» Your objective:
Repeat these lines exactly, everything from the line containing "Which region of the image contains the calm" down to the line containing "top-left (182, 432), bottom-right (419, 560)", both included.

(Extracts from a box-labeled dataset)

>> BEGIN

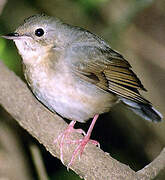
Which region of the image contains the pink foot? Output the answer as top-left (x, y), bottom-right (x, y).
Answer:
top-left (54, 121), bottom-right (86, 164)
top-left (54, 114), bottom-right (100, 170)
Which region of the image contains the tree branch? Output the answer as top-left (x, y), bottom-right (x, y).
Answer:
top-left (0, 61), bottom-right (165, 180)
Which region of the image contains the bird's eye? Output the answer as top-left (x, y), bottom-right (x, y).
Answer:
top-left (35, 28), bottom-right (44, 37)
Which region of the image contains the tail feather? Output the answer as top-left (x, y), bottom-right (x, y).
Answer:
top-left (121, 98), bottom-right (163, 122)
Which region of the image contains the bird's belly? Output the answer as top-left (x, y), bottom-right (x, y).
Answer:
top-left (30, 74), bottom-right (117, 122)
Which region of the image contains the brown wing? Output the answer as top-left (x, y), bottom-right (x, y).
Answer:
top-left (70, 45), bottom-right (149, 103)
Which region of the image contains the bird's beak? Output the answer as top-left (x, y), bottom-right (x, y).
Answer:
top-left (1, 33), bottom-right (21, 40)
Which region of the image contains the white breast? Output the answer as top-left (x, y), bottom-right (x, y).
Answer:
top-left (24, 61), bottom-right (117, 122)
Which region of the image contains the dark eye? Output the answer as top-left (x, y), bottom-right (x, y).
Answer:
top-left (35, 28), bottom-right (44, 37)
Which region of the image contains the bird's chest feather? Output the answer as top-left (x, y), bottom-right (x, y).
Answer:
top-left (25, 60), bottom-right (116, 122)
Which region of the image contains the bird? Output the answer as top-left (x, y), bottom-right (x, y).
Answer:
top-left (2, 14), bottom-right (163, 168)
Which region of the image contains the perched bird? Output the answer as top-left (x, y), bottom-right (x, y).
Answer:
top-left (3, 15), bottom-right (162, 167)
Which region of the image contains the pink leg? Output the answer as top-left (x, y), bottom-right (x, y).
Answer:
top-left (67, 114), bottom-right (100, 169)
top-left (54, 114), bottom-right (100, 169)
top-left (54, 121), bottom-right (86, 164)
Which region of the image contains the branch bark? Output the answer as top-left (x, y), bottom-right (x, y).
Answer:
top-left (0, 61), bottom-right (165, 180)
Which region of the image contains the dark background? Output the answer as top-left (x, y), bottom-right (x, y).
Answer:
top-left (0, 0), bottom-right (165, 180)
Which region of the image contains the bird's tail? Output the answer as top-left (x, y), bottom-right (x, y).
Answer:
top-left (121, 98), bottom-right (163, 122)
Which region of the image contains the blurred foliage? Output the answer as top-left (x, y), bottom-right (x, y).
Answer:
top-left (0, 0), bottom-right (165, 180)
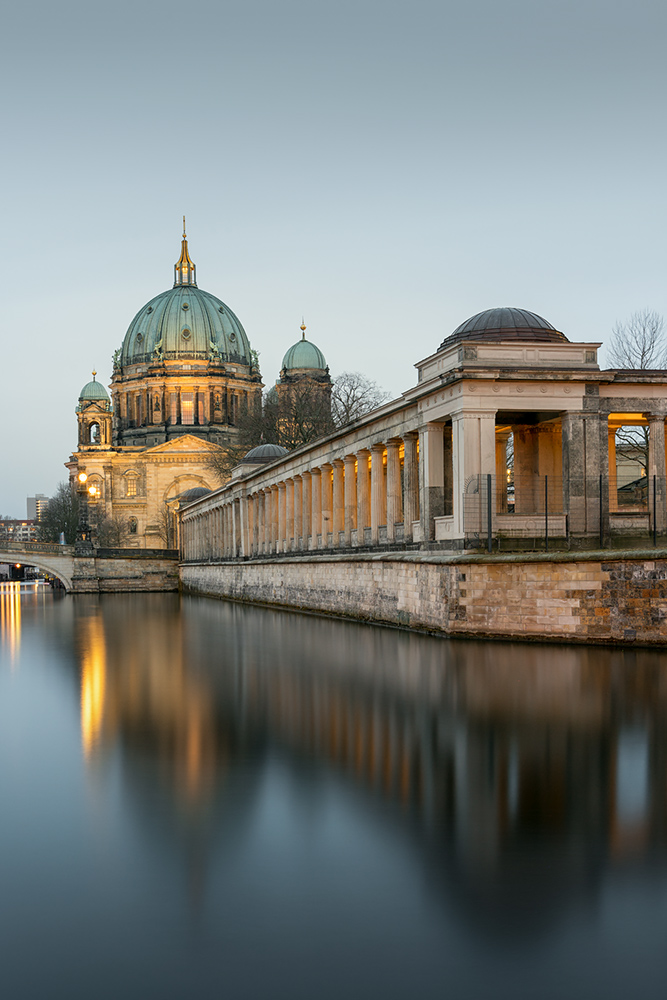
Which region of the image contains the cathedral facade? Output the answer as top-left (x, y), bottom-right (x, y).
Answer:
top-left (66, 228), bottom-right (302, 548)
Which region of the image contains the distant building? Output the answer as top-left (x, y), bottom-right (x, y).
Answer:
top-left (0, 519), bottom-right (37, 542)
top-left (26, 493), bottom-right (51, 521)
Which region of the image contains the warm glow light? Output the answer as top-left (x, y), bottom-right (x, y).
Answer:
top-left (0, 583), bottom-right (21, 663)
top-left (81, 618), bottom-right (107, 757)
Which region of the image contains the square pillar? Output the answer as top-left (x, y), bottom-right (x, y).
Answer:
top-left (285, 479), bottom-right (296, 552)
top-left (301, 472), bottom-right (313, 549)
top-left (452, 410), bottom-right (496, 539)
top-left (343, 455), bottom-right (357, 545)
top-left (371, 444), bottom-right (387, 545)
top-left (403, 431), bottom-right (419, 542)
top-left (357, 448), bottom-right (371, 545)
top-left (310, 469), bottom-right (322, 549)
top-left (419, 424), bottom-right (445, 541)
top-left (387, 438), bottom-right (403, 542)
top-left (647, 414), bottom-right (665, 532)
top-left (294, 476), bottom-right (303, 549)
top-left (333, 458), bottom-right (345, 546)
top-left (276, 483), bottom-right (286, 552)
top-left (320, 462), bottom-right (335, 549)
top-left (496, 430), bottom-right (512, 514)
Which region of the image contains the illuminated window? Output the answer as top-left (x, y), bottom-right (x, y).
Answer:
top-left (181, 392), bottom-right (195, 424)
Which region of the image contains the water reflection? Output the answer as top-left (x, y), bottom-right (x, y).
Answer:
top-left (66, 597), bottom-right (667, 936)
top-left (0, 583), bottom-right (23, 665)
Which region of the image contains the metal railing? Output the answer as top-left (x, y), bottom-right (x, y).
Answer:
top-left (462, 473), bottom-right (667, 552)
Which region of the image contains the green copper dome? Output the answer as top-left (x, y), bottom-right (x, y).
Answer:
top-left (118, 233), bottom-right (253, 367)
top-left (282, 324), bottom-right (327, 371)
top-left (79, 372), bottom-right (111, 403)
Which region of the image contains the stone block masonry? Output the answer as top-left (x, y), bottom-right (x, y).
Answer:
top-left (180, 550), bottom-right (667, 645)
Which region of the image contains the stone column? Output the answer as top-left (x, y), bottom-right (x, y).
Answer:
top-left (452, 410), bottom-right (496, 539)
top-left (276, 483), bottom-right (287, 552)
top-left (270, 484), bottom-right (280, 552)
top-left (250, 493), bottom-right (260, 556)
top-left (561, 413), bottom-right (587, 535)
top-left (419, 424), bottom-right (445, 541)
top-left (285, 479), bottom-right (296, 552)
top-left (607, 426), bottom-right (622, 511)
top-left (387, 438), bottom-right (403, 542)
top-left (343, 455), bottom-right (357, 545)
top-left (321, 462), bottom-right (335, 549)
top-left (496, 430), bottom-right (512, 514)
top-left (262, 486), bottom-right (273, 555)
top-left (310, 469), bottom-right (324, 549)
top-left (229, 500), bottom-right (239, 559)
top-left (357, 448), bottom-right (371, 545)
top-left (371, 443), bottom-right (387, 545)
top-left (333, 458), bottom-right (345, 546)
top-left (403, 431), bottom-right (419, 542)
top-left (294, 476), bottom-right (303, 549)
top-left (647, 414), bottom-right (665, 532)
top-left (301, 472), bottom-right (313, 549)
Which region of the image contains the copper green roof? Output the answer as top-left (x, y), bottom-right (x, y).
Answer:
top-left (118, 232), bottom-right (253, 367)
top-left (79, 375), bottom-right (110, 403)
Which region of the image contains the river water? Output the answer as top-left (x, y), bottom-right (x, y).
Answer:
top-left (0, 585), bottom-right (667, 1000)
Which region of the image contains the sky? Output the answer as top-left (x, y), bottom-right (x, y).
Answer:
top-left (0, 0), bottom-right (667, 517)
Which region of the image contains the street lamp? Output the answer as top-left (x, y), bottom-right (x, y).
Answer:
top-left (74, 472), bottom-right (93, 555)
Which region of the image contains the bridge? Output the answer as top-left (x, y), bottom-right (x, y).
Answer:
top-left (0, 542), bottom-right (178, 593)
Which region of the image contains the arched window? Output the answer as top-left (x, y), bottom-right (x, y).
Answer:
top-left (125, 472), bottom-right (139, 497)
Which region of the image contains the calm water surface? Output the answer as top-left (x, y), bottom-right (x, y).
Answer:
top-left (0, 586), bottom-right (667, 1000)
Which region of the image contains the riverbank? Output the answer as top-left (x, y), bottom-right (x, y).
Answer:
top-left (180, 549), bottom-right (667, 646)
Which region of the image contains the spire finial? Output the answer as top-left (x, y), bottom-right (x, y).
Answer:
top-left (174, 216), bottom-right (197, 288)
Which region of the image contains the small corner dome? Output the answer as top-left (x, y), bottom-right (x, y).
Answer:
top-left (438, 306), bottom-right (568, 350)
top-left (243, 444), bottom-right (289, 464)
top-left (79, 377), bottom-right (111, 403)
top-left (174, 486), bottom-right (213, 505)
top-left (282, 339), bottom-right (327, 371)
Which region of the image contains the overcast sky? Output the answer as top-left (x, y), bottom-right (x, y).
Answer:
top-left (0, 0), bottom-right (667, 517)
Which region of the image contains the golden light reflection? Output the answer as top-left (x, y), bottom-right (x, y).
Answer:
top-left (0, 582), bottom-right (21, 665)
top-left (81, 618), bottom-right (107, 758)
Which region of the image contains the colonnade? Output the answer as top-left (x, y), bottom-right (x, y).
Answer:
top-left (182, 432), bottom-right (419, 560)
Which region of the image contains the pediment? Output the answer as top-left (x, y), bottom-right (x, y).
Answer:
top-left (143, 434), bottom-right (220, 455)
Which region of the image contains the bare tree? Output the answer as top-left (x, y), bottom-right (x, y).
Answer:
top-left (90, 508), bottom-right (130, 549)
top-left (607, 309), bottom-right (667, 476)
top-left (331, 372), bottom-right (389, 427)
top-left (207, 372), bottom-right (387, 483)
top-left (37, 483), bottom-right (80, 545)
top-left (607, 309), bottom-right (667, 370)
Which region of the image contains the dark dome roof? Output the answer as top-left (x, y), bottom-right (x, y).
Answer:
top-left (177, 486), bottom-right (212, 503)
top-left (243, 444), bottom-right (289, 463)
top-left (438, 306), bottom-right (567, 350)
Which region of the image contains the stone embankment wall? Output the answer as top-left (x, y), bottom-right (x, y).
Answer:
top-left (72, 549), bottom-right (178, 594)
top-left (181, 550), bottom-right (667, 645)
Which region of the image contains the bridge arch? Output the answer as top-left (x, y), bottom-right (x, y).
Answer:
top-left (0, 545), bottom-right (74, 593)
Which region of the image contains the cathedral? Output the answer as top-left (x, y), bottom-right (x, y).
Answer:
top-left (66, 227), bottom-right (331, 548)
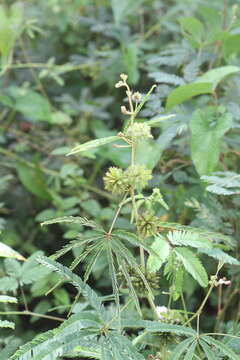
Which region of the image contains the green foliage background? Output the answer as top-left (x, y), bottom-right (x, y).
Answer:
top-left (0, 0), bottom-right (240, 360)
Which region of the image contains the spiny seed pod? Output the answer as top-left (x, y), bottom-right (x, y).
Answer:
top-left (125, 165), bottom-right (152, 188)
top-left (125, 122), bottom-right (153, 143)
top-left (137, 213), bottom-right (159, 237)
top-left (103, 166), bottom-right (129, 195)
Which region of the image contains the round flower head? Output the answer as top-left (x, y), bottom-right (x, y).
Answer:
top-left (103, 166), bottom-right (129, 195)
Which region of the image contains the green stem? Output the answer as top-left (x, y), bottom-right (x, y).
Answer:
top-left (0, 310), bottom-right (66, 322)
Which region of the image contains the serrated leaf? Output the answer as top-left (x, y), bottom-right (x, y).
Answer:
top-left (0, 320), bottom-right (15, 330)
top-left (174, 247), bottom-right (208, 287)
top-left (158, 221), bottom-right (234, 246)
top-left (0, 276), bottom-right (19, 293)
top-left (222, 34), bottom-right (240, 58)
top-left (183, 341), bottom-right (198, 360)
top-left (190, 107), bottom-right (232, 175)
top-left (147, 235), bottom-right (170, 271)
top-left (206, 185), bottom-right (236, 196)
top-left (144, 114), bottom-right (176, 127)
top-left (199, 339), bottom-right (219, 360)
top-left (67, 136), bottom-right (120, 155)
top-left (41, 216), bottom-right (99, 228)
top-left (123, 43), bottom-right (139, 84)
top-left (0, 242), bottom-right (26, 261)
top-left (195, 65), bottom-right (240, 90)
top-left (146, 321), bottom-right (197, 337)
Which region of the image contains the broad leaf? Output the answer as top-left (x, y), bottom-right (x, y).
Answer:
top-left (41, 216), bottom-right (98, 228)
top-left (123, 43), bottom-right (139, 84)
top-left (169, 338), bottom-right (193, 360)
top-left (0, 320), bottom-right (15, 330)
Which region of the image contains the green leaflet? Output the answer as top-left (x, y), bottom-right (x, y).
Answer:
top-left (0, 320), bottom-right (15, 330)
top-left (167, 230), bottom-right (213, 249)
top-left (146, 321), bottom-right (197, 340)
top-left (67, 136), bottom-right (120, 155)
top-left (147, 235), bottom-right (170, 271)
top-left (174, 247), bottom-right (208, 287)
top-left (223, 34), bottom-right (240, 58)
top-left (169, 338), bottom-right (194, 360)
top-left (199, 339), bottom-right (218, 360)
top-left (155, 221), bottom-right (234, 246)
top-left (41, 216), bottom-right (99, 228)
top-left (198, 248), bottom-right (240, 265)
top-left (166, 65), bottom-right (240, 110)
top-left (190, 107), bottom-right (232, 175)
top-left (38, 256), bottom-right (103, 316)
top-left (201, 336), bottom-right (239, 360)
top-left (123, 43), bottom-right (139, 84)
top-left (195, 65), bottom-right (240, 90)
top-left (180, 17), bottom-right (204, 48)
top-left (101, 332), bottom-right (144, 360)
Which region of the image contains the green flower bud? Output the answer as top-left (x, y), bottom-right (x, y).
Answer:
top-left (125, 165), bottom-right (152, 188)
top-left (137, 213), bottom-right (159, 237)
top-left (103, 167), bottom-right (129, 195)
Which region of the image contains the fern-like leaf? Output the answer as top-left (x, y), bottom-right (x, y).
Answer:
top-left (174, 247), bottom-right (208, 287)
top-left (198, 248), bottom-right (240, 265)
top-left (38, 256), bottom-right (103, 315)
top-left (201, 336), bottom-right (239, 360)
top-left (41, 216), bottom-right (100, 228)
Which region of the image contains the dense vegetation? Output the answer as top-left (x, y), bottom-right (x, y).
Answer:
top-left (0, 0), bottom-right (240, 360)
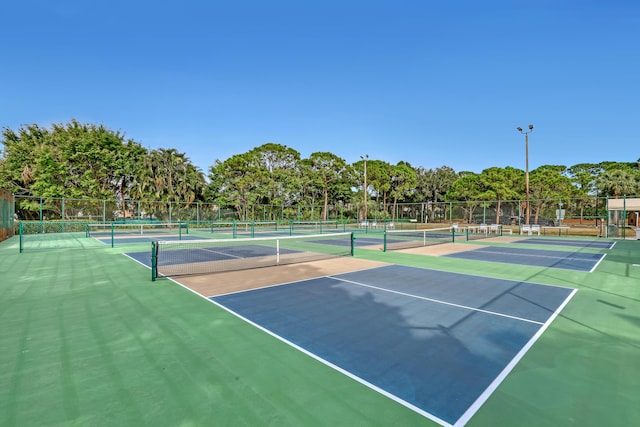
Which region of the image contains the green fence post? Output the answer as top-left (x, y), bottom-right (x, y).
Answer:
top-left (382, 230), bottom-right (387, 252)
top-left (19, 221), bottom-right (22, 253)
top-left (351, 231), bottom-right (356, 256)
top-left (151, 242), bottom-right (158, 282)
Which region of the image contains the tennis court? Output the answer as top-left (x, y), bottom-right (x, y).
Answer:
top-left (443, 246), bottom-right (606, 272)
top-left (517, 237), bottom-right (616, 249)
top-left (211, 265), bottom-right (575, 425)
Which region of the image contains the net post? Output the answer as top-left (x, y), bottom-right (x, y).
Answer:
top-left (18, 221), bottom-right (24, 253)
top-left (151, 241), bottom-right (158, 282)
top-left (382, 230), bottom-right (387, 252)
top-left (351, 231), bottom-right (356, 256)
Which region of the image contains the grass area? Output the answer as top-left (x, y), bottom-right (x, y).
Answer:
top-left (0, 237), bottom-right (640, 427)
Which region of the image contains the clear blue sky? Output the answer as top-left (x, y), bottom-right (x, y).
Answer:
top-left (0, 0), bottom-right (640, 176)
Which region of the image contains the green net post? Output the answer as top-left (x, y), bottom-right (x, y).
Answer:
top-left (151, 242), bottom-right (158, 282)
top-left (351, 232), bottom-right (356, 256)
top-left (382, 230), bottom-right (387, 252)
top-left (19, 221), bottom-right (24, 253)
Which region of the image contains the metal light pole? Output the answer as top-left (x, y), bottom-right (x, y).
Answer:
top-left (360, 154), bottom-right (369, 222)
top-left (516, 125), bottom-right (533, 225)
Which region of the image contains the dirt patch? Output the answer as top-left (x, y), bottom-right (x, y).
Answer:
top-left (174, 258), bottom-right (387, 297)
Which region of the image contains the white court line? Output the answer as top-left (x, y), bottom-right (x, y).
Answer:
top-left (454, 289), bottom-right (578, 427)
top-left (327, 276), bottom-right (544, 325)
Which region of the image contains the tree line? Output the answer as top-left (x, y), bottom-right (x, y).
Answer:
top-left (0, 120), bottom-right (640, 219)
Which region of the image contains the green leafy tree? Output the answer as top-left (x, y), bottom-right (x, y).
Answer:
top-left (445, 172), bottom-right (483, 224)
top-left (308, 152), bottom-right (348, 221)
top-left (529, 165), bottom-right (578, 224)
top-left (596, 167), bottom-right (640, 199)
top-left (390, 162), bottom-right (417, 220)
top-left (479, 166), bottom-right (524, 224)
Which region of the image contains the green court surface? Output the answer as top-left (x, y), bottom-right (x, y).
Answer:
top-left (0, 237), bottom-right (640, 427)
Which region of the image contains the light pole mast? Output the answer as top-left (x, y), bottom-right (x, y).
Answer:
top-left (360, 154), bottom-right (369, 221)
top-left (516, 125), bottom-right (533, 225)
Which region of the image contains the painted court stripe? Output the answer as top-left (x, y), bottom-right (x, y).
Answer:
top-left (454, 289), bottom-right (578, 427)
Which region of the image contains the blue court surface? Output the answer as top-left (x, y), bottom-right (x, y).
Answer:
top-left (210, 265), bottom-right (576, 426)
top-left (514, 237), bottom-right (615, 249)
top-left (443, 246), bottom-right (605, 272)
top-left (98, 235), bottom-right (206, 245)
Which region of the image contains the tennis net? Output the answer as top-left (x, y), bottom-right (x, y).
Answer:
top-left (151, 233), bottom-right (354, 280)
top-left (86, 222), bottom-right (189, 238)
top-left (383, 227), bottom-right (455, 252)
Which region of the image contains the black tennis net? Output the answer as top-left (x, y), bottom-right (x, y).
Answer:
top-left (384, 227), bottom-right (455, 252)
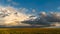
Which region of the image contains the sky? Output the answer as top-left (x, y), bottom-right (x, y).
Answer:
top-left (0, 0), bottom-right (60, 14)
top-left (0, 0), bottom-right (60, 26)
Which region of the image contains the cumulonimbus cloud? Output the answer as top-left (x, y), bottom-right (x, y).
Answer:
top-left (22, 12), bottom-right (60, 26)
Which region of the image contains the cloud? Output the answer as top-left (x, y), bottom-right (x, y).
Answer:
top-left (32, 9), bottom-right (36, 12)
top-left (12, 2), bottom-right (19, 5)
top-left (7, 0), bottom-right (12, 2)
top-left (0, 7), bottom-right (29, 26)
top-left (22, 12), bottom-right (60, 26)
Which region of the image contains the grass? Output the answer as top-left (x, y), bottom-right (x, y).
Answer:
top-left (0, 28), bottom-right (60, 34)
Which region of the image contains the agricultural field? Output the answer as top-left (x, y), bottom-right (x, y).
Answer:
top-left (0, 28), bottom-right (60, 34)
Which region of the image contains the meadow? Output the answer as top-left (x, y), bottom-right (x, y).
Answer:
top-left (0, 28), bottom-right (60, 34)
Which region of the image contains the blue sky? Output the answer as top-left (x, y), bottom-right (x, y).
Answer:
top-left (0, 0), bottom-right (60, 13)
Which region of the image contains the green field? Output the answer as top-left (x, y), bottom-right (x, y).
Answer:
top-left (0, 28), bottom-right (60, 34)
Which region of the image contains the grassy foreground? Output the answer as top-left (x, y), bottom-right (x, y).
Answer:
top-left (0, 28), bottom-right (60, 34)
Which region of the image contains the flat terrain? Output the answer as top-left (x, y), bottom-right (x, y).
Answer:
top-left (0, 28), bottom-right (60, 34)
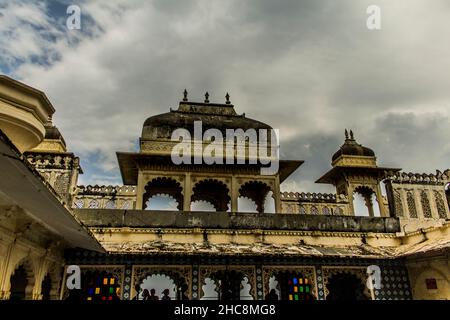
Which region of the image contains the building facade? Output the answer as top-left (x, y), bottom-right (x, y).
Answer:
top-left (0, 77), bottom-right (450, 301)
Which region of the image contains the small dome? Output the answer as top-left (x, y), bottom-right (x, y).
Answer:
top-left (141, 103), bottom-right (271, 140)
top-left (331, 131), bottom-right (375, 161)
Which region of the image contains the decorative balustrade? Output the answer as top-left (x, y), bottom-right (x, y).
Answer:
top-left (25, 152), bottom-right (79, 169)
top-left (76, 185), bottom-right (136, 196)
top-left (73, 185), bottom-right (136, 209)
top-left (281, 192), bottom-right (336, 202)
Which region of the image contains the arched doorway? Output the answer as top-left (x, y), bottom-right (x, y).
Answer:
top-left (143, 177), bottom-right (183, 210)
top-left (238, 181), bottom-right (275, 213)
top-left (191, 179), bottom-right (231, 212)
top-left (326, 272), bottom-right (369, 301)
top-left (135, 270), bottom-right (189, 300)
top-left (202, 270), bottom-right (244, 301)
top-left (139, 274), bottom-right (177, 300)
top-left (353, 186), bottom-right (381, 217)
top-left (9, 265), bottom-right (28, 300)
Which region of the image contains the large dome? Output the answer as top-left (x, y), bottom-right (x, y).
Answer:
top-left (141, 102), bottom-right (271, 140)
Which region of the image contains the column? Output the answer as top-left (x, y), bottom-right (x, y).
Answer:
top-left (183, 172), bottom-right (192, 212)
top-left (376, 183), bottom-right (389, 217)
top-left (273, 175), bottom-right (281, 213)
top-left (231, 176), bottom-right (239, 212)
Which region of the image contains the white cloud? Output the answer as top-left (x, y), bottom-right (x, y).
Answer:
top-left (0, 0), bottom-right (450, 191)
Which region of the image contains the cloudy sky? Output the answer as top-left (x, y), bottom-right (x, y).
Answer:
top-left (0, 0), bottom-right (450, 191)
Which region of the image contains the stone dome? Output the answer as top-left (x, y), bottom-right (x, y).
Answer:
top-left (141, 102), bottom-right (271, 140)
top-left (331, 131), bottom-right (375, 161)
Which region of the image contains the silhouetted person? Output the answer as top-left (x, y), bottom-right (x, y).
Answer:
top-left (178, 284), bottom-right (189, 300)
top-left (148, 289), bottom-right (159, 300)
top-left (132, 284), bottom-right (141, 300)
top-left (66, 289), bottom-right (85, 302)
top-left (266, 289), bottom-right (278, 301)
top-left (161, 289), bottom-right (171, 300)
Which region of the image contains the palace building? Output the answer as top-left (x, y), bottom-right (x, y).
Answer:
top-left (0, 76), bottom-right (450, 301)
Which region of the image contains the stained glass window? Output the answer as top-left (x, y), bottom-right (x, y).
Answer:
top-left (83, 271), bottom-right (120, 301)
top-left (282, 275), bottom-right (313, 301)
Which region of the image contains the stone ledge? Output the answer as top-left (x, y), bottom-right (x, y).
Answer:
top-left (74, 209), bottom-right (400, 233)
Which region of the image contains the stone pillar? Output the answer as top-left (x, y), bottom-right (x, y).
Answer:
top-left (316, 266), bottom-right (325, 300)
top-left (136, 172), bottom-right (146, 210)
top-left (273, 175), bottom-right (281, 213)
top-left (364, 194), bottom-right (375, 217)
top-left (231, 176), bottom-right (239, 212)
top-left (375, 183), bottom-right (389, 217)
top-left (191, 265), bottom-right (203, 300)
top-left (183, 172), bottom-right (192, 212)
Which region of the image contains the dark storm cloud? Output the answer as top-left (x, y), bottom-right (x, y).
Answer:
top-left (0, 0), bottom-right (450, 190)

>> END

» Reply to the task:
Which region of the image contains the calm water surface? Output the answer as top-left (x, y), bottom-right (x, y).
Answer:
top-left (0, 586), bottom-right (667, 1000)
Which region of the image contains the riverbank? Output the answer as top-left (x, y), bottom-right (x, y).
Answer:
top-left (180, 549), bottom-right (667, 646)
Which region of the image contains the spire finial? Output the answer as top-left (x, y), bottom-right (x, y).
Answer:
top-left (174, 216), bottom-right (197, 288)
Which region of the image contains the small corner dome? Output the answer as top-left (x, y), bottom-right (x, y).
Answer:
top-left (438, 306), bottom-right (568, 350)
top-left (243, 444), bottom-right (289, 464)
top-left (79, 377), bottom-right (111, 403)
top-left (174, 486), bottom-right (213, 505)
top-left (282, 339), bottom-right (327, 371)
Which region of the image contains the overcast sky? Output the answer as top-left (x, y), bottom-right (x, y).
Answer:
top-left (0, 0), bottom-right (667, 517)
Which region of the image contains the golden light reflection? Output the answer as top-left (x, y), bottom-right (x, y).
Answer:
top-left (0, 582), bottom-right (21, 665)
top-left (81, 618), bottom-right (107, 758)
Which region of the image contains the colonnade? Output the answer as top-left (x, y), bottom-right (x, y).
Answer:
top-left (182, 432), bottom-right (419, 560)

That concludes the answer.